Things to do:
1. According to the forum post, who posted the meeting minutes from Wat Pah Pong?
2. Rewrite the forum post with "meeting minutes" changed to "meeting notes". Begin at the words "Post by DooDoot" and stop after "Brahm was expulsed.".

Reading text:
Post by DooDoot » Tue Sep 18, 2018 9:10 pm

AgarikaJ wrote:
Tue Sep 18, 2018 2:33 pm
Helpfully, Ajahn Sujato posted the meeting minutes from Wat Pah Pong where Ajahn Brahm was expulsed.
Sorry but you keep bringing up the irrelevant Cultural Marxist view of the persecutors claiming to be the persecuted. Wat Pah Pong does not want to ordain women. They are allowed to not want to ordain women. To ordain women requires having the necessary training & organisation. Plus Wat Pah Pong is abiding with historic Thai custom to not ordain women. Historically, the Thai have their reasons for this. Note: Buddhism is a guest religion in Thailand. Ajahn Chah during his life did not support any movement for the ordaining of women. Ultimately, Ajahn Brahm chose to leave the Wat Pah Pong tradition. While he was officially "expelled", Ajahn Brahm chose to act in way for him to be inevitably expelled. Ajahn Brahm gave them no choice. Wat Pah Pong do not want Ajahn Brahm or the so-called self-proclaimed "independent monk" named Bhikkhu Sujato. Since Wat Pah Pong do not want these monks, why do the followers of these monks, such as your good self, keep harassing, criticising and persecuting Wat Pah Pong? If I am married to a woman who has sexual affairs, I have the right to expel her, as written in the suttas. It is not proper for that woman to keep harassing, criticising and persecuting me. Ajahn Brahm chose to start his own lineage. Ajahn Brahm is free to do that. Ajahn Brahm decided to leave the nest. Therefore, finalise the matter there. Thanks. Stop the unvirtuousness and hubris of criticizing Wat Pah Pong & Thai Buddhism. :yingyang:
Never ordained... not an anonymous-online-bhikkhu or ex-bhikkhu...

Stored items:
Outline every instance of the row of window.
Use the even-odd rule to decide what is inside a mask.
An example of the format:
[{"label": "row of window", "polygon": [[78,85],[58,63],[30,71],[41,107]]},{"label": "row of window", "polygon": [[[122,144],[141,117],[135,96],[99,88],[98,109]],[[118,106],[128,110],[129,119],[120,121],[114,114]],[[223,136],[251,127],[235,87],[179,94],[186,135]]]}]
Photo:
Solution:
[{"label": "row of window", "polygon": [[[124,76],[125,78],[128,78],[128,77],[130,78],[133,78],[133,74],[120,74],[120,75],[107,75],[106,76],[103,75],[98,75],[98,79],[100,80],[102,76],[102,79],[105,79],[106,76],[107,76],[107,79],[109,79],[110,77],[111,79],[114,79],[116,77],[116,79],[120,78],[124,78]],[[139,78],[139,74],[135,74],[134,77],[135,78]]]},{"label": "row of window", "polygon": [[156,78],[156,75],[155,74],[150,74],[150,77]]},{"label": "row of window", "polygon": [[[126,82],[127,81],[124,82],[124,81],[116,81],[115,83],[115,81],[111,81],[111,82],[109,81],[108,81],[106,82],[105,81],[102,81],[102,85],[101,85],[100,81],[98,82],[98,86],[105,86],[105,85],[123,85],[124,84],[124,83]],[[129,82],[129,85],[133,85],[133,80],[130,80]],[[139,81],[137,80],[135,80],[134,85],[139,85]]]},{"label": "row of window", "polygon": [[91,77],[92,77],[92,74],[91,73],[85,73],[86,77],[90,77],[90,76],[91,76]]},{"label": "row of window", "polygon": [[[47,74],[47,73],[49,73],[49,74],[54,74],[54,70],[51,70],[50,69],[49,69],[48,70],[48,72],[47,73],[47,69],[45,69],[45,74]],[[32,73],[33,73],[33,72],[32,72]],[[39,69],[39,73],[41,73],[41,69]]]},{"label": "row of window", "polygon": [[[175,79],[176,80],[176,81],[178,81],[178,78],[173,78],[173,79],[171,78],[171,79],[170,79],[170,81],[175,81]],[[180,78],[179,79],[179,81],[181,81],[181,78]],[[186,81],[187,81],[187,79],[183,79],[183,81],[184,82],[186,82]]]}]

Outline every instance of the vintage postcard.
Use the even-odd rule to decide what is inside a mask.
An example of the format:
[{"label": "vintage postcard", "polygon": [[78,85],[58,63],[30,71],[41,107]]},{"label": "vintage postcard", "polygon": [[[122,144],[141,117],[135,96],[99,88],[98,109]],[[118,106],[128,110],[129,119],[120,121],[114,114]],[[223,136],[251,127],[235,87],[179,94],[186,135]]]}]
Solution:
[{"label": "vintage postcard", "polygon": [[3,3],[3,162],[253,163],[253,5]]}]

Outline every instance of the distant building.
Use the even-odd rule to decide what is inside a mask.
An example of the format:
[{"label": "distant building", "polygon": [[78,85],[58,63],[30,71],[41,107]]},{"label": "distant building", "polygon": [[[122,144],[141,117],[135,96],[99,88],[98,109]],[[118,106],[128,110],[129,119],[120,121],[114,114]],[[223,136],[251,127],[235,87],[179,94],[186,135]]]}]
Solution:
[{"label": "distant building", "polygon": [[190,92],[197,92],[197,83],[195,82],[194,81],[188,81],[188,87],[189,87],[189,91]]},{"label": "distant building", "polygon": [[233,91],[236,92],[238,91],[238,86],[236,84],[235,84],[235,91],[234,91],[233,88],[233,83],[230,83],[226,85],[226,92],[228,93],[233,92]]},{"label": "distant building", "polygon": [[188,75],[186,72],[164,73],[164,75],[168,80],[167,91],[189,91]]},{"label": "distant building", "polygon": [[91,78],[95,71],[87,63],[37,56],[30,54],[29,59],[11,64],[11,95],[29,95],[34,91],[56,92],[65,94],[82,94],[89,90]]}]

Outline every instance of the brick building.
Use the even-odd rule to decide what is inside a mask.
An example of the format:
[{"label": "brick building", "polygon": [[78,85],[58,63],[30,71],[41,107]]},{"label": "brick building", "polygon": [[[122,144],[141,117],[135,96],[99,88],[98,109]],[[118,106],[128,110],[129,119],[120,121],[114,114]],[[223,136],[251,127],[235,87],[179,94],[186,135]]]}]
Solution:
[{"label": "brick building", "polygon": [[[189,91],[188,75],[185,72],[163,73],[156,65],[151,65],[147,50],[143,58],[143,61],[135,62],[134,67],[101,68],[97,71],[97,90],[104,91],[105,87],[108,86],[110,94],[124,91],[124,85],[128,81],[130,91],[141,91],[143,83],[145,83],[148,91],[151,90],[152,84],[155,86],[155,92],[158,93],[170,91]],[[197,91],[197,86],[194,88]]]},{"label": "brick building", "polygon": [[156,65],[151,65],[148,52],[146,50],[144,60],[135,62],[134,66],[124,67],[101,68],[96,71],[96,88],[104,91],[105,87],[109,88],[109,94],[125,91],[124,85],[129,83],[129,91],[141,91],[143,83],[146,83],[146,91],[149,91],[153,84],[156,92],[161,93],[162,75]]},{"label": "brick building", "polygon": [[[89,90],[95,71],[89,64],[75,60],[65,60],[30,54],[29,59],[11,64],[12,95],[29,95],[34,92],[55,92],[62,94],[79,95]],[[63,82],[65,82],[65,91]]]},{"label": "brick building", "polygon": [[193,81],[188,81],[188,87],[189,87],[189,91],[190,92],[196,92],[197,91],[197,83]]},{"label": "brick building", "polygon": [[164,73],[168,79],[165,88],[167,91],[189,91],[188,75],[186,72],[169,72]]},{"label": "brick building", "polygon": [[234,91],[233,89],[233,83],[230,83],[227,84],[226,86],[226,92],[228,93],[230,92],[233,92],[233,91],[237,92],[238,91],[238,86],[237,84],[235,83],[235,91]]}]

Results for the exercise:
1. Ajahn Sujato

2.
Post by DooDoot » Tue Sep 18, 2018 9:10 pm

AgarikaJ wrote:
Tue Sep 18, 2018 2:33 pm
Helpfully, Ajahn Sujato posted the meeting notes from Wat Pah Pong where Ajahn Brahm was expulsed.